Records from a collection
----------

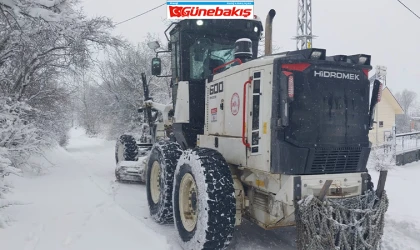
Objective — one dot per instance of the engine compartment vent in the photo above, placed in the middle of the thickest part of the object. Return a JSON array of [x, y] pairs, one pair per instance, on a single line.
[[335, 160]]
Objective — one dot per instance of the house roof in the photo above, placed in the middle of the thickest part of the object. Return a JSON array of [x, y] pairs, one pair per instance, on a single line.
[[387, 94]]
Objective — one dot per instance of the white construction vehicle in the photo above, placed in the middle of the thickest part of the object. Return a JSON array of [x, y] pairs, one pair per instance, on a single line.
[[280, 140]]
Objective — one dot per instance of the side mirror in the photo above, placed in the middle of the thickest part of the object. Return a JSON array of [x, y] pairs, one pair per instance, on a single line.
[[156, 66]]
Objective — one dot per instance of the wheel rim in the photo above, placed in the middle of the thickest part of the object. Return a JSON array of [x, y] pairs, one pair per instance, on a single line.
[[120, 153], [188, 202], [155, 182]]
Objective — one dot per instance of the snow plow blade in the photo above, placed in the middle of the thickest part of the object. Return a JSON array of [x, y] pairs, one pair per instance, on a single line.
[[353, 223], [144, 148]]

----------

TASK REQUIREMENTS — The line containing "Objective — one dot per instance of the snow" marks where to begin; copy it and every later line exactly, through the end of the data.

SOLUTION TO THIS EXERCISE —
Objective — one dot per instance of the snow plow blade in the photo above, placed in the middle of the thickest part of the object. Return a JSON array of [x, y] pairs, one pair per instance, on a single line.
[[353, 223], [144, 148]]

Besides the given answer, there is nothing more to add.